→ Set problem 1: Report how many lines of the records contain the string "lake". Case counts, and the reply should be only the number.
+++ Document segment
He is critically ill, but stable, while she is now said to be conscious and talking.
The Foreign and Commonwealth Office has meanwhile said it will consider a request for Russian consular access to Yulia, a Russian citizen.
What happened on the plane?
Aeroflot flight SU2582 landed at Heathrow on Friday at 15:40 local time. Once passengers and crew had departed, a search began.
But a man identified by Russian TV as pilot Vitaly Mitrofanov said he was confined to his cockpit by a the search team with a sniffer dog.
The Border Force officers inspected the plane for up to three minutes before leaving with a "thank you", he added.
The pilot maintains they "gave no reasons" for the inspection, and he was not allowed to "observe their actions" or accompany them in their work.
How has the UK responded?
UK Security Minister Ben Wallace said in a statement that it was "routine for Border Force to search aircraft to protect the UK from organised crime and from those who attempt to bring harmful substances like drugs or firearms into the country".
He added: "Once these checks were carried out the plane was allowed to carry on with its onward journey."
Former chief executive of the UK Border Agency Rob Whiteman said intelligence would have been a factor.
"This incident with the Aeroflot flight at Heathrow being searched would have been a routine security search which the security services would have undertaken acting on intelligence," he told the BBC.
"These searches are routine - they don't happen every day, but they do happen fairly regularly."
The Russian embassy in London accused Mr Wallace of trying to "divert attention from the provocative actions by British law enforcement officers who have tried to search the aircraft without the captain present, in violation of the existing rules".
++++++
+++ Records provided
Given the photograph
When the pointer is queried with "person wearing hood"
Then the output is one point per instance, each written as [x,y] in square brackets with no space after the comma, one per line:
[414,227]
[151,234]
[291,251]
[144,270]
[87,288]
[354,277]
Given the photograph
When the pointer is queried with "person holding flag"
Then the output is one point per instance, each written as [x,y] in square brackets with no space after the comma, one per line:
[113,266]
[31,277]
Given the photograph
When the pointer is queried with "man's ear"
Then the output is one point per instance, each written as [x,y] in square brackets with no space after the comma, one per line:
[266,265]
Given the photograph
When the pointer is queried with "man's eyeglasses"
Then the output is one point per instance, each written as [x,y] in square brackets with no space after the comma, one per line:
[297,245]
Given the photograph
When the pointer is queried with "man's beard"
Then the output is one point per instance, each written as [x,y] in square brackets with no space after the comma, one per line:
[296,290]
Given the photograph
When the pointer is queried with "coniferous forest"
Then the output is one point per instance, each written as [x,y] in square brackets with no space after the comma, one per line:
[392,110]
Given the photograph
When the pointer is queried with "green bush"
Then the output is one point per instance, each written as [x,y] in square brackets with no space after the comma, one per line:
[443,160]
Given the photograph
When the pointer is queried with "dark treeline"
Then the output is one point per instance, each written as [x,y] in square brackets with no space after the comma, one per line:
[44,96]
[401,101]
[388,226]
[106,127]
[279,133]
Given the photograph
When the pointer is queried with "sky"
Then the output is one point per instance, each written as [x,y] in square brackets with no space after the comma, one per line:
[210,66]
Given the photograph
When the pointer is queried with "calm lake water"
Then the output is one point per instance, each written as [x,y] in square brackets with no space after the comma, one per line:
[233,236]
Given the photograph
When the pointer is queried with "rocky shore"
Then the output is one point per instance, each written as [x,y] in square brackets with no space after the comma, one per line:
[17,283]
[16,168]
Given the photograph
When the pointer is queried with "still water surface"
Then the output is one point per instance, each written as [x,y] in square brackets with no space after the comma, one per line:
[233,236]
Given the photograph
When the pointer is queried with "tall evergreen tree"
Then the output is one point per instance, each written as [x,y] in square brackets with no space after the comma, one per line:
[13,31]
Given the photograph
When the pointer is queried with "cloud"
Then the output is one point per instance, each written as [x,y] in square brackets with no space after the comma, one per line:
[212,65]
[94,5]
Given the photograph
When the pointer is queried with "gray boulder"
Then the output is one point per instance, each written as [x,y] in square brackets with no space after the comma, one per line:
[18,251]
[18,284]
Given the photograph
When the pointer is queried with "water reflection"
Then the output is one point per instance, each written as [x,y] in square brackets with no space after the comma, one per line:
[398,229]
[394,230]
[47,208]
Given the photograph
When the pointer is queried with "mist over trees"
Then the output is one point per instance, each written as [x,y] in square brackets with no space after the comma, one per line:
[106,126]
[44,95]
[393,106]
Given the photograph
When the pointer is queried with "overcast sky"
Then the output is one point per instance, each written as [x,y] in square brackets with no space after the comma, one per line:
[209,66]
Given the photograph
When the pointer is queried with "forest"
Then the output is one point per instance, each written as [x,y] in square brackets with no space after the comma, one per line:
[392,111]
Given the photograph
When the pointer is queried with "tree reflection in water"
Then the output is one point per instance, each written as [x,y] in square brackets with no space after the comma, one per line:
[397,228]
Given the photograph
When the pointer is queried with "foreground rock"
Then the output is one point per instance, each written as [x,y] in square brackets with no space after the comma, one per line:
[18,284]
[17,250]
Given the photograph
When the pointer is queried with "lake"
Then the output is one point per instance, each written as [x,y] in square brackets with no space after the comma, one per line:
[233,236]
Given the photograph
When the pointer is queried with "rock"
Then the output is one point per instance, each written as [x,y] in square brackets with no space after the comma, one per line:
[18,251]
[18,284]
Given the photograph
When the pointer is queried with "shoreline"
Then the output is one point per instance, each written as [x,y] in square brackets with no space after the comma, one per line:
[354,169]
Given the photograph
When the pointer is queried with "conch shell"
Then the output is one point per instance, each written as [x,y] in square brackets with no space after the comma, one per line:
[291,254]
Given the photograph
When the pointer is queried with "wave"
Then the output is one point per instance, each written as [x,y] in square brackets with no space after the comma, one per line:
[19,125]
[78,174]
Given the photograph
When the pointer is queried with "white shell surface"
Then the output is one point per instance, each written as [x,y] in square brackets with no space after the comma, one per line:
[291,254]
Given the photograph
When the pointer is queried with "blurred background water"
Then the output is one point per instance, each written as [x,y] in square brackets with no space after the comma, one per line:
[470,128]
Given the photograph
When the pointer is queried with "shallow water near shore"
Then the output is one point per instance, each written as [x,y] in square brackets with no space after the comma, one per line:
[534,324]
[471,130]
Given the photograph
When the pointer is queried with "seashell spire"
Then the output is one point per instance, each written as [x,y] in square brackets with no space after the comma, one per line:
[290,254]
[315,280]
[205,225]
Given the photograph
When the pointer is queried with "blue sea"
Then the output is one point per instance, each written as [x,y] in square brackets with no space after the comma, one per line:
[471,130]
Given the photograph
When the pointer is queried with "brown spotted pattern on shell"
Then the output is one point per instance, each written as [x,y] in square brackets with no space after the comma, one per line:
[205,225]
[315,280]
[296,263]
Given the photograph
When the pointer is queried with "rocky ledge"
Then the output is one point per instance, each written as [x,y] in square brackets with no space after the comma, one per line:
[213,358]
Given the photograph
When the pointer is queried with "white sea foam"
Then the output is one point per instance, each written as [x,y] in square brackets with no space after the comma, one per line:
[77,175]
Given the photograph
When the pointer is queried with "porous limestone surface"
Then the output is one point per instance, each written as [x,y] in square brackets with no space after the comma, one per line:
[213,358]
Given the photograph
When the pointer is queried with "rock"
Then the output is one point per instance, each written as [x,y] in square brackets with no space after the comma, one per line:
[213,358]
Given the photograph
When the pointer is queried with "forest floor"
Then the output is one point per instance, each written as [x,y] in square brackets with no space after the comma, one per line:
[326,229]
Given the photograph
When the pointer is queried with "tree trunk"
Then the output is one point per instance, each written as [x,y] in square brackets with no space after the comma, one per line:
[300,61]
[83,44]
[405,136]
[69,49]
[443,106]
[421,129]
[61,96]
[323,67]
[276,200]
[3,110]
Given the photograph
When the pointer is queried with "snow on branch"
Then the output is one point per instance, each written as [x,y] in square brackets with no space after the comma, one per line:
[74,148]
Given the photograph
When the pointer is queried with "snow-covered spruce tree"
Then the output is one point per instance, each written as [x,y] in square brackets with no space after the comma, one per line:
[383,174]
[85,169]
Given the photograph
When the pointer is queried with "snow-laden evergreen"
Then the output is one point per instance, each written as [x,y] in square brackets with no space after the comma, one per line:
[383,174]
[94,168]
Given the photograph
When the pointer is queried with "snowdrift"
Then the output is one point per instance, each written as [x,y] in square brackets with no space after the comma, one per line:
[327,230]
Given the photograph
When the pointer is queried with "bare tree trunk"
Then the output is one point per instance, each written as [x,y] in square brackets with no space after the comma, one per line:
++++++
→ Set problem 2: Write out the passage of the Heathrow search article between "The pilot maintains" and "been a factor.", inclusive, replacing "onward journey" with "next leg".

→ Response 1: 2

→ Response 2:
The pilot maintains they "gave no reasons" for the inspection, and he was not allowed to "observe their actions" or accompany them in their work.
How has the UK responded?
UK Security Minister Ben Wallace said in a statement that it was "routine for Border Force to search aircraft to protect the UK from organised crime and from those who attempt to bring harmful substances like drugs or firearms into the country".
He added: "Once these checks were carried out the plane was allowed to carry on with its next leg."
Former chief executive of the UK Border Agency Rob Whiteman said intelligence would have been a factor.